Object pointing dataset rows

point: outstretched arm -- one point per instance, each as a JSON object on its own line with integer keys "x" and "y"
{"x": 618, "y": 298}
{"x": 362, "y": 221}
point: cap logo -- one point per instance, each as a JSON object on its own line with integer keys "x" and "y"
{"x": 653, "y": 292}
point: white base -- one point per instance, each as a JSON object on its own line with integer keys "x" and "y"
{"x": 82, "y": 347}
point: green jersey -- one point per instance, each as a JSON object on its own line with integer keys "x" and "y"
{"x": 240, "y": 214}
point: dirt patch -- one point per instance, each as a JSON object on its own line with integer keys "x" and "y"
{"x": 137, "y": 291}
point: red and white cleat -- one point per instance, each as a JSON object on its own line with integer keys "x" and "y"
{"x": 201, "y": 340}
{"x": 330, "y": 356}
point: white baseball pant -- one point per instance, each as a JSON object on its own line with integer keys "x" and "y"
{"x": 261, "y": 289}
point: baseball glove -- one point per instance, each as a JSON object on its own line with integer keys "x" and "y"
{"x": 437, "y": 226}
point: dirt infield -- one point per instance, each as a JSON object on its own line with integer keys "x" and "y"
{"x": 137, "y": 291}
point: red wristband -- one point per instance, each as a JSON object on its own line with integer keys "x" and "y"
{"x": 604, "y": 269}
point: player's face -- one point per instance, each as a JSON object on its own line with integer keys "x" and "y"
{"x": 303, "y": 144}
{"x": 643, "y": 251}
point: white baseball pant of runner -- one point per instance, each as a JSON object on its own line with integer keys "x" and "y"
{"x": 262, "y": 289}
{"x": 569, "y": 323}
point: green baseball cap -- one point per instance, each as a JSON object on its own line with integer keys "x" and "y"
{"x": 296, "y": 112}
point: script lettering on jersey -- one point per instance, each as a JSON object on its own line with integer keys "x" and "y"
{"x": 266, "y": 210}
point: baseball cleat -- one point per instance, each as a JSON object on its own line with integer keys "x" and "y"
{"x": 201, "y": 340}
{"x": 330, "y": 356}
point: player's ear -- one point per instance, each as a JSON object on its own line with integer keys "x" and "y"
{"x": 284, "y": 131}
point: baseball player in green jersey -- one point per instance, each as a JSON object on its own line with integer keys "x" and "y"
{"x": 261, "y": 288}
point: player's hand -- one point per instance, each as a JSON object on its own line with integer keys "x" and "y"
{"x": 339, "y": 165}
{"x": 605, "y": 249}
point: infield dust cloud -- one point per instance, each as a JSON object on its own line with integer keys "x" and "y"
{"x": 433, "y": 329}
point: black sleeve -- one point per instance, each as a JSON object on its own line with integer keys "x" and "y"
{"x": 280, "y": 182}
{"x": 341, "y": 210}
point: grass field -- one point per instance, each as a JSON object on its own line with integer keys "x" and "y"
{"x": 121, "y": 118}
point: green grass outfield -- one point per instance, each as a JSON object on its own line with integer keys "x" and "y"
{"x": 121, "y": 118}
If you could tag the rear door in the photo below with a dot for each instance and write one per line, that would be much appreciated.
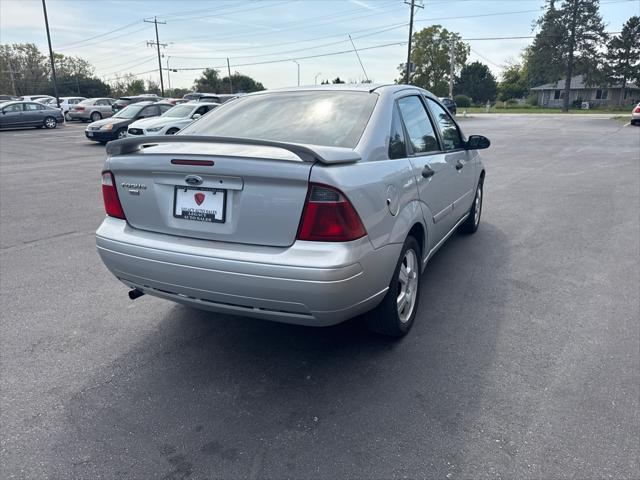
(434, 175)
(232, 193)
(457, 156)
(12, 115)
(33, 114)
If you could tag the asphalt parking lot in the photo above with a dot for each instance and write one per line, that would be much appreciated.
(523, 362)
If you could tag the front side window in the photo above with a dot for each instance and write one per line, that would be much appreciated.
(31, 107)
(397, 145)
(421, 133)
(330, 118)
(448, 129)
(16, 107)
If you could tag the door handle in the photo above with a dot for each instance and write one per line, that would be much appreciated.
(427, 171)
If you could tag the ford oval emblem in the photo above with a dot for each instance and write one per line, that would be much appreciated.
(193, 180)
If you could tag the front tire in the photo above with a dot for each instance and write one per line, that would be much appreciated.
(472, 222)
(50, 122)
(395, 315)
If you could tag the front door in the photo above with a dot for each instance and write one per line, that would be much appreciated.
(457, 156)
(433, 173)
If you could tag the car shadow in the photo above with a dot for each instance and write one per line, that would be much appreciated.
(216, 396)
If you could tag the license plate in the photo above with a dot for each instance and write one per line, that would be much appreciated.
(200, 204)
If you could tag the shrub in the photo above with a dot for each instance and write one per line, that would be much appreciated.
(462, 100)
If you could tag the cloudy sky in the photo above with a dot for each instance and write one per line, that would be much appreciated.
(262, 38)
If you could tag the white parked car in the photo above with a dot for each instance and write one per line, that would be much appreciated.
(34, 98)
(66, 103)
(170, 122)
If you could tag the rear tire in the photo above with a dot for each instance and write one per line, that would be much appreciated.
(395, 315)
(472, 222)
(50, 122)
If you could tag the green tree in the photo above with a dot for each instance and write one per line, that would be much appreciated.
(585, 34)
(153, 87)
(543, 58)
(24, 69)
(477, 82)
(431, 53)
(623, 55)
(209, 82)
(514, 83)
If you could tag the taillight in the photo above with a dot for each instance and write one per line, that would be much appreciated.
(328, 216)
(110, 195)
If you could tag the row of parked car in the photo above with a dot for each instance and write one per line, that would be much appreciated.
(42, 111)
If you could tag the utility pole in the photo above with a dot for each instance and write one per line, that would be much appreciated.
(358, 55)
(451, 68)
(13, 80)
(157, 44)
(229, 70)
(53, 66)
(408, 68)
(295, 61)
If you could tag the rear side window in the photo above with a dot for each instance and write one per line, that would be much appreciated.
(336, 118)
(448, 129)
(421, 132)
(397, 145)
(150, 111)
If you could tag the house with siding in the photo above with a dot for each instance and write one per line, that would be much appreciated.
(552, 94)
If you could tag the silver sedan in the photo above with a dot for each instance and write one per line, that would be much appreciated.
(308, 206)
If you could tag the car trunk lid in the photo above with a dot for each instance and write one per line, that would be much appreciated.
(233, 192)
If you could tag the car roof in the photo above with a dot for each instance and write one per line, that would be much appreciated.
(349, 87)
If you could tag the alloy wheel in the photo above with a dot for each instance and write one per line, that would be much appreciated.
(407, 285)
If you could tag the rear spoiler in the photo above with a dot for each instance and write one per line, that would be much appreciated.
(306, 153)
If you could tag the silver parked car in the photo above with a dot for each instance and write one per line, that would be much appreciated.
(308, 206)
(92, 109)
(29, 114)
(171, 121)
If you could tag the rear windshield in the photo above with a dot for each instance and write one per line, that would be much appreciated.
(327, 118)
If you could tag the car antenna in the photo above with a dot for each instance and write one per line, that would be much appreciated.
(357, 55)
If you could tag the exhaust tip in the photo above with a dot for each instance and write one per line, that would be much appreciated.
(135, 293)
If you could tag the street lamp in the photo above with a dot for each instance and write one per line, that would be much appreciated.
(298, 70)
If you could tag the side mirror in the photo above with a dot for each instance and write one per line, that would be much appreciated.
(478, 142)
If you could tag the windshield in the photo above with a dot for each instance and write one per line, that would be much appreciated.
(331, 118)
(129, 112)
(179, 111)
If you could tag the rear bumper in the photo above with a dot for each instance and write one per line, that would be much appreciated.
(308, 283)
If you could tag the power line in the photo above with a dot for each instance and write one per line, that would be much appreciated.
(158, 45)
(266, 62)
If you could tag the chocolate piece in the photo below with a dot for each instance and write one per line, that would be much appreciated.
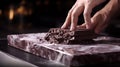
(65, 36)
(69, 55)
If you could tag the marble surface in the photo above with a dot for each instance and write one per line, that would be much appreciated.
(104, 49)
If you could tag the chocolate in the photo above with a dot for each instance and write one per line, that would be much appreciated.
(65, 36)
(69, 55)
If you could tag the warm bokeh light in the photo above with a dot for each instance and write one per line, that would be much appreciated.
(11, 13)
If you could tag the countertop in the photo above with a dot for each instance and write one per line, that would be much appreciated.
(32, 60)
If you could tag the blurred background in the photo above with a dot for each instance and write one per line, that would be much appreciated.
(33, 16)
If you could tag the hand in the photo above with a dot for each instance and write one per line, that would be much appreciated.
(101, 19)
(80, 6)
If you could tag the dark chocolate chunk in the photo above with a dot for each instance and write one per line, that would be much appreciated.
(65, 36)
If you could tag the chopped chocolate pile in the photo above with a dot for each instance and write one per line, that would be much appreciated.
(65, 36)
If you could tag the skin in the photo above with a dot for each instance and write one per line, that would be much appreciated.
(98, 22)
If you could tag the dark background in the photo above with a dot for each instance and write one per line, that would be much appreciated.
(42, 15)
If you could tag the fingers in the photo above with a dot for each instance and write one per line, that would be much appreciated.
(74, 16)
(68, 18)
(87, 16)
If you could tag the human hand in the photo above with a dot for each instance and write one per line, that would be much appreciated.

— Job —
Exact repetition is required for the lines from the one that contains "If you could tag the chocolate in" through the final line; leave out everything else.

— Solution to this task —
If you could tag the chocolate in the photo above with a dot for each instance and write one per line, that would be much appreciated.
(65, 36)
(69, 55)
If you could tag the warm bokeh light in the photo above with a dot for each instance and write one per line, that would be much appreciated.
(11, 13)
If you could tag the countertop in the photo above with a dot for each instance and write one per line, that would be much appreciated.
(32, 60)
If you could tag the blurred background in the photo above with a dot for each instance and write one per line, that would be much appreciated.
(33, 16)
If you could tag the hand in the photo above with a dot for each instance and write one per line, that would be much appreciated.
(101, 19)
(80, 6)
If you could tag the dark chocolate chunk in the photo above with a dot for each instance and write one per line, that would be much appreciated.
(65, 36)
If you could tag the chopped chocolate pile in the photo above with a dot for each instance and write one per line, that would be much appreciated.
(65, 36)
If you could tag the skin in the photo above with a dot for each instance and write one per line, that would be much appreciated.
(98, 22)
If you could tag the dark background in the photo above with a dot for each instance and write one per line, that would be much appreciated.
(42, 15)
If you could tag the fingers in the photo above with a dot for each instance and write one per line, that would be much appreciated.
(74, 16)
(68, 18)
(87, 16)
If you could tag the human hand in the photo above with a dot for each instance and write one per line, that would be much appreciated.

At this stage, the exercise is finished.